> _EXERCISE INSTRUCTIONS_: According to the text on the pancreatic cancer blood test, what share of diagnosed pancreatic cancers is pancreatic ductal adenocarcinoma?

> _DOCUMENT TEXT_:
A new blood test that evaluates levels of two proteins associated with pancreatic cancer - PAM4 and CA 19-9 - accurately diagnosed 65-85 percent of patients with early and late stages of the disease.
"Ask your doctor about screening tests for high risk cancers."
Pancreatic ductal adenocarcinoma, the most common form of pancreatic cancer, represents 90 percent of diagnosed pancreatic cancers, and prognosis is generally poor.
Testing for both proteins, PAM4 and CA 19-9, in the blood has boosted accuracy from earlier tests which tested for PAM4 alone, and identified only about half of patients with pancreatic cancer.
When testing for both proteins, accuracy rose to 64 percent for early pancreatic cancer, and 85 percent for more advanced pancreatic cancer.
“Early detection, in addition to better therapeutics, is urgently needed for patients with pancreatic cancer,” said lead author David V. Gold, Ph.D. and lab director at the Garden State Cancer Center in New Jersey.
“Pancreatic cancer symptoms are vague, and the disease tends to develop and grow silently. By the time it is detected, it has often spread to other parts of the body, making it nearly impossible to cure. These study results are extremely encouraging and may eventually lead to improved detection of the disease in high-risk individuals,” Gold explained.
The monoclonal antibody test was evaluated using blood samples from 298 patients with confirmed pancreatic ductal adenocarcinoma, 99 patients with non-pancreatic cancers, 126 patients with benign cancers of the pancreas, and 79 healthy adults.

> _INFORMATION PROVIDED_:
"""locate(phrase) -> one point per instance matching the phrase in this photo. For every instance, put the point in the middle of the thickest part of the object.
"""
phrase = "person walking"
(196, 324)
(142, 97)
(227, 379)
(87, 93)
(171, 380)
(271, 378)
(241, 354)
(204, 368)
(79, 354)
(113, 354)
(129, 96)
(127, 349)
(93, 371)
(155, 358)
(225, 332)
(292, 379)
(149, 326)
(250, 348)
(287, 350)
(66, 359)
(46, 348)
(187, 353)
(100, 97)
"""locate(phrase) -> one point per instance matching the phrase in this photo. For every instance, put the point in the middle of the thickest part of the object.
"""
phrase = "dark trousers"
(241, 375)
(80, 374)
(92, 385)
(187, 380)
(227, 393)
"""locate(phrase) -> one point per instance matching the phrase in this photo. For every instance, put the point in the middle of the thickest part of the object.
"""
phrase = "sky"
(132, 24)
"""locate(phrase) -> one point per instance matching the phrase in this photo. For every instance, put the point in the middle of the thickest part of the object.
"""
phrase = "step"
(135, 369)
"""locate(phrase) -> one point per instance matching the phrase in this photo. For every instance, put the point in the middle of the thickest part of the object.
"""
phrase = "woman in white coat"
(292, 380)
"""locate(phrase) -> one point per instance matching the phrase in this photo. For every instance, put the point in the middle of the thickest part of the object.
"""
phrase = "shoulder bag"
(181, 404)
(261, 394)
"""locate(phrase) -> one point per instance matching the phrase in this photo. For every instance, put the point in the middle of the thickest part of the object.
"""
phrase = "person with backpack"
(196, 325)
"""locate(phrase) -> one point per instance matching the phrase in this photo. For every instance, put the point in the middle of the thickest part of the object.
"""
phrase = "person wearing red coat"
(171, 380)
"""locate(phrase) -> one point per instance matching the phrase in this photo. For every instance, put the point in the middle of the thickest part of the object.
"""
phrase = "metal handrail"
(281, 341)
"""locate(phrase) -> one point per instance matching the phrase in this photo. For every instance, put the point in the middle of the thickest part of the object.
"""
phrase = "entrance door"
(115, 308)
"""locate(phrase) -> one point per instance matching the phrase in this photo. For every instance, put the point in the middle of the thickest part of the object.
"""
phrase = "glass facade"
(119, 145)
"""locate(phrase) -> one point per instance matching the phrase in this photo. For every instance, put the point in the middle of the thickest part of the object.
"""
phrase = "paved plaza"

> _SOLUTION FOR THIS EXERCISE_: 90 percent